=== TEXT EXTRACT ===

George Miller's Furiosa is a thrilling companion to Fury Road with a career-best performance by Anya Taylor-Joy

click to enlarge George Miller's Furiosa is a thrilling companion to Fury Road with a career-best performance by Anya Taylor-Joy
Anya Taylor-Joy keeps the Mad Max franchise revving in high gear.

If you consider yourself at all a believer in how movies can be art, you'll remember where you were when the unparalleled cinematic masterpiece Mad Max: Fury Road hurtled its way into theaters in 2015. With kinetic action and gorgeous visuals, it was a modern epic that rips the air right from your lungs. Revisiting it, one can only remain in awe of how amazing it looks and feels. It's a film that still has the power to punch you right in the chest just as it did the first time, demanding its pound of flesh and then some.

Nearly a decade later comes Furiosa: A Mad Max Saga. It's a prequel that could not be more different in pacing and scope, serving as a fascinating accompaniment to Fury Road while still standing on its own. Questions over which is better will certainly rage through the wasteland, with it being hard to say this new entry surpasses its predecessor, but that is a less interesting discussion to have than how they work together. Furiosa is a film that compliments everything Miller was doing in Fury Road, deepening our relationship to the character and adding texture to the desolate world he has now spent decades building. Spanning years as we follow the iconic Furiosa from her abduction to finding a way to survive a constantly perilous existence so that she can escape back home, it's about her life at the end of the world.

=== RECORD EXTRACTS ===

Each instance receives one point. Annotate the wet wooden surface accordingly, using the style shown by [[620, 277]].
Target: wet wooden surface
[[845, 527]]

===
=== RECORD EXTRACTS ===

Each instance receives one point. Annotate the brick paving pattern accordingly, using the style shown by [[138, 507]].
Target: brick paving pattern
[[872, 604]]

===

**TASKS TO CARRY OUT:**
(1) According to the film review, in what year did Mad Max: Fury Road reach theaters?
(2) Format the stretch of the records from the line containing "Each instance receives one point. Annotate the wet" through the line containing "[[845, 527]]" as a JSON list of strings, one per line, with blank lines left out.
The records have nothing to do with the film review.

**TASK ANSWERS:**
(1) 2015

(2)
[
  "Each instance receives one point. Annotate the wet wooden surface accordingly, using the style shown by [[620, 277]].",
  "Target: wet wooden surface",
  "[[845, 527]]"
]